**DATA FOR THIS EXERCISE:**
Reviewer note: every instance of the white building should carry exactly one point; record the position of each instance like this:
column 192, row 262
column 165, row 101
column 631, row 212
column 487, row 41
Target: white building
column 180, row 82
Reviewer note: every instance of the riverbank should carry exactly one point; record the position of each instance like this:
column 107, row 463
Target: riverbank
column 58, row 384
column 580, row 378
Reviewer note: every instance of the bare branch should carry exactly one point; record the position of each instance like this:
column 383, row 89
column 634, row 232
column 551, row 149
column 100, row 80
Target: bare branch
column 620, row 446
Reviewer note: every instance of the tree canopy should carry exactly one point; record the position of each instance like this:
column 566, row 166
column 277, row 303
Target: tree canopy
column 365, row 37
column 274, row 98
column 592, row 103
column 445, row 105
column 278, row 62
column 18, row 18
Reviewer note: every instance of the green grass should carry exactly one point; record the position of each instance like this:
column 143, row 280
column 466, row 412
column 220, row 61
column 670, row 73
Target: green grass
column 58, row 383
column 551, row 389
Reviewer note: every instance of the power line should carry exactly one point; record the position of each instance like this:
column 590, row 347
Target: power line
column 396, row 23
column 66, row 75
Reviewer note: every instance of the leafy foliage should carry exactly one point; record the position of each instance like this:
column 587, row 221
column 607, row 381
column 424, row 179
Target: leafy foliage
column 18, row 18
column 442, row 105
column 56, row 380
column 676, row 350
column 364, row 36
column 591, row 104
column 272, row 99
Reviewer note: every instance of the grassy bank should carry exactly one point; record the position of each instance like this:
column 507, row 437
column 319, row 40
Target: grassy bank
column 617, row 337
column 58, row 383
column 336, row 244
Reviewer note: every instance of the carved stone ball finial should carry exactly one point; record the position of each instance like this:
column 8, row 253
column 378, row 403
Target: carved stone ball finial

**TASK OBJECTIVE:** Copy out, exactly and alone, the lines of the entries above between the ones holding "column 551, row 149" and "column 143, row 280", inclusive.

**EXERCISE RESULT:**
column 551, row 149
column 100, row 80
Target: bare branch
column 620, row 446
Reviewer note: every instance of the tree canopy should carry exactly one point; record the position of each instance like this:
column 566, row 166
column 277, row 303
Target: tree canopy
column 365, row 37
column 274, row 98
column 592, row 103
column 445, row 105
column 278, row 62
column 18, row 18
Reviewer note: every instance of the green grass should carry exactly one point; record the position of each instance like this:
column 143, row 280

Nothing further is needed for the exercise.